**WORK INSTRUCTIONS**
Starting with the line that contains "Would you kindly pick out the striped", set down each line through the end of the entries below, exactly and with nothing added.

####################

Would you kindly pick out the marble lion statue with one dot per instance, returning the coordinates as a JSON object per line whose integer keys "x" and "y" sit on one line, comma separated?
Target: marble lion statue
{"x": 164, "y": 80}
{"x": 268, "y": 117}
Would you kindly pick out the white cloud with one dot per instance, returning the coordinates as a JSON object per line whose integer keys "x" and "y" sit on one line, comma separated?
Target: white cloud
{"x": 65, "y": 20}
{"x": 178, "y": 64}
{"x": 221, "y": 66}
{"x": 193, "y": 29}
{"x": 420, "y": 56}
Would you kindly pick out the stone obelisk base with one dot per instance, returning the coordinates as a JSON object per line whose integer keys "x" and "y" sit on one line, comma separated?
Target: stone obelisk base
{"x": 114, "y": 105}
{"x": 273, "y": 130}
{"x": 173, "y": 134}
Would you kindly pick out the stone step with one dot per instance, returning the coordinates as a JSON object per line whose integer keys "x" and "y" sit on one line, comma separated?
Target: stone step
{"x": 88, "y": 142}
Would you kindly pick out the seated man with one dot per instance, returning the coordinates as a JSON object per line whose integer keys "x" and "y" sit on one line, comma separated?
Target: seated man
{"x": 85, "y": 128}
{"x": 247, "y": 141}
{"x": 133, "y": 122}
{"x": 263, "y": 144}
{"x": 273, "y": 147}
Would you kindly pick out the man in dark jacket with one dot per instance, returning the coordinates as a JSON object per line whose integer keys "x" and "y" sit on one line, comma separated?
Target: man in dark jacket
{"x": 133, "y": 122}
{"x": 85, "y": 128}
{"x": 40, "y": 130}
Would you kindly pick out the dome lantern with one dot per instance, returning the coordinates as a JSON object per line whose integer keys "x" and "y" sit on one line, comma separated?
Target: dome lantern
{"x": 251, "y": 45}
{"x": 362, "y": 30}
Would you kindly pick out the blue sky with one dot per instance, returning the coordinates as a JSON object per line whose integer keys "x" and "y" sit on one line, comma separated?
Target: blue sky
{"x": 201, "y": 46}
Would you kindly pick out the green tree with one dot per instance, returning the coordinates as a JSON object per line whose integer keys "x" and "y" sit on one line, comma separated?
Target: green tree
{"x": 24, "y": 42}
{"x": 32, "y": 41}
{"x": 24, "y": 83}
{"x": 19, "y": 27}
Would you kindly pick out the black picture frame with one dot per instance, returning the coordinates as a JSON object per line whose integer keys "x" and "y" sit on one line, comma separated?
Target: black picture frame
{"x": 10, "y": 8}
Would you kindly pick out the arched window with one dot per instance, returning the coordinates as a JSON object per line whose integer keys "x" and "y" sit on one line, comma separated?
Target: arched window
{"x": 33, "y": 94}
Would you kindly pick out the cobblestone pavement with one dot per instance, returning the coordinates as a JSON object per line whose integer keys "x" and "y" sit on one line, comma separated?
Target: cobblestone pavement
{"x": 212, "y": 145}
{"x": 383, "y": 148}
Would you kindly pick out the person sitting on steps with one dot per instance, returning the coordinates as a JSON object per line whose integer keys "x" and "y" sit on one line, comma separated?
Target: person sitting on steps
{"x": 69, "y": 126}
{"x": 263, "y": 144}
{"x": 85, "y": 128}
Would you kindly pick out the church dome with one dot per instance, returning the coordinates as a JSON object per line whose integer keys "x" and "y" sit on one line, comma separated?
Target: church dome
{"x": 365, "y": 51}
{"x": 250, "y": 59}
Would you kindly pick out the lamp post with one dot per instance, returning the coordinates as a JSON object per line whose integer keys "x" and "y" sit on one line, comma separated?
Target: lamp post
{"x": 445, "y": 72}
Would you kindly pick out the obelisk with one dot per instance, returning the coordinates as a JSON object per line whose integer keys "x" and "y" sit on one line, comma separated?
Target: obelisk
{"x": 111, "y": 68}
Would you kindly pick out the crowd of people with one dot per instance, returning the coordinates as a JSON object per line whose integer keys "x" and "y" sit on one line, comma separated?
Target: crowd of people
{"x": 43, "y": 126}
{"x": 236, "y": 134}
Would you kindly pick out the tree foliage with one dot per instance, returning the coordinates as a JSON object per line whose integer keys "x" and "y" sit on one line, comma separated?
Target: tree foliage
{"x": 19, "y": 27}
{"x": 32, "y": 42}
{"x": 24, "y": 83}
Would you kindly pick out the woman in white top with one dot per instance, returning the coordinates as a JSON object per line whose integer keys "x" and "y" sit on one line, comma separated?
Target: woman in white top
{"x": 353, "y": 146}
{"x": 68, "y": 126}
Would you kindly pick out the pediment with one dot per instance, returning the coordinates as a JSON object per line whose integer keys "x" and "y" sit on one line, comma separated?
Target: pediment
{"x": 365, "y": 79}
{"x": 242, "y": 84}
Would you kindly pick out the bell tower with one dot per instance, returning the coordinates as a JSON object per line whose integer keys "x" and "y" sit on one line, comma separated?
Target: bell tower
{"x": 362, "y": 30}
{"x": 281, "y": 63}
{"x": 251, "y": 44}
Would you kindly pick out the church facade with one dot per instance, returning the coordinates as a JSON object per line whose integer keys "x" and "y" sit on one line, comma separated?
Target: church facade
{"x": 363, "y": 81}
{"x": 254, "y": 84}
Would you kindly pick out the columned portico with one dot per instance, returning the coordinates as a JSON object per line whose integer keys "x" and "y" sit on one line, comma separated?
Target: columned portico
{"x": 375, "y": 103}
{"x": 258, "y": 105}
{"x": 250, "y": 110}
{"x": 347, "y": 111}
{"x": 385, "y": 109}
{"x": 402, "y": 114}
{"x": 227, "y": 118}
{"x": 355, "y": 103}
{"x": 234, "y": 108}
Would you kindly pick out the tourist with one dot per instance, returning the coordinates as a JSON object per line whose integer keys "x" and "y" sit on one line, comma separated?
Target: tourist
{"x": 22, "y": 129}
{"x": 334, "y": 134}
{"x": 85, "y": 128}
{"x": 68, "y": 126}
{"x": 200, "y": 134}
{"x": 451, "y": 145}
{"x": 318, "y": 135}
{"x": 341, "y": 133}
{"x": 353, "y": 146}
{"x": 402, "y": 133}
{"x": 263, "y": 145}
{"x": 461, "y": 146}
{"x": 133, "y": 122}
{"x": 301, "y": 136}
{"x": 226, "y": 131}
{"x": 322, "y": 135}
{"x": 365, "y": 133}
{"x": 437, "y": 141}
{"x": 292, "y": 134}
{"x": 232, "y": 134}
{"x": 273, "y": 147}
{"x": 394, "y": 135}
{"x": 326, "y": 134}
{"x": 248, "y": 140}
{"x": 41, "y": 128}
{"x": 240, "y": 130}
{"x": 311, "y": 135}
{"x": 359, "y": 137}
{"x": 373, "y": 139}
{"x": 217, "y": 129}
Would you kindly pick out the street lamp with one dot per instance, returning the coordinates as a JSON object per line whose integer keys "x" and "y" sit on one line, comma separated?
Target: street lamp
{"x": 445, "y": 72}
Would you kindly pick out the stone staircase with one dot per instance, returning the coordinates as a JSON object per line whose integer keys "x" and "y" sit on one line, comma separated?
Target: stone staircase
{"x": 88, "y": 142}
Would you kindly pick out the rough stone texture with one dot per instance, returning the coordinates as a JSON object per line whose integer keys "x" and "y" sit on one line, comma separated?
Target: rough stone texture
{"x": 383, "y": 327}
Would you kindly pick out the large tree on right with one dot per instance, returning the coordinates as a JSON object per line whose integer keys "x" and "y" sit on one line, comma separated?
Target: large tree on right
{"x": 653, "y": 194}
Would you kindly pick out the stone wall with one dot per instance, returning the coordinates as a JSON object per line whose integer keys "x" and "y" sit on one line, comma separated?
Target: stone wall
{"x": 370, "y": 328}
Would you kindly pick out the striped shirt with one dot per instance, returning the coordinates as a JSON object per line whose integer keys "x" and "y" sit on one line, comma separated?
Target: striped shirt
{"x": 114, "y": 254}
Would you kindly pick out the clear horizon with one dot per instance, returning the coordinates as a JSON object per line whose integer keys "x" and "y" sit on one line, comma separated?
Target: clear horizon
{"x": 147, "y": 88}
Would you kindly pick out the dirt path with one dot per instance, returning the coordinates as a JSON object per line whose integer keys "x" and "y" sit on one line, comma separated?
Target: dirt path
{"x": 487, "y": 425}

####################

**TASK OUTPUT**
Would you kindly pick out the striped shirt with one dot per instance, returning the coordinates as a JSON object per line whose integer keys "x" and "y" sit on one line, comma separated?
Target: striped shirt
{"x": 114, "y": 254}
Would you kindly pick out the clear horizon with one dot per instance, returning the coordinates as a JSON object per line whose integer keys "x" and "y" sit on one line, comma separated?
Target: clear horizon
{"x": 147, "y": 88}
Would you kindly pick out the dirt path with one dot per instance, returning the coordinates as a JSON object per line whose integer keys "x" and "y" sit on one line, comma separated?
Target: dirt path
{"x": 487, "y": 425}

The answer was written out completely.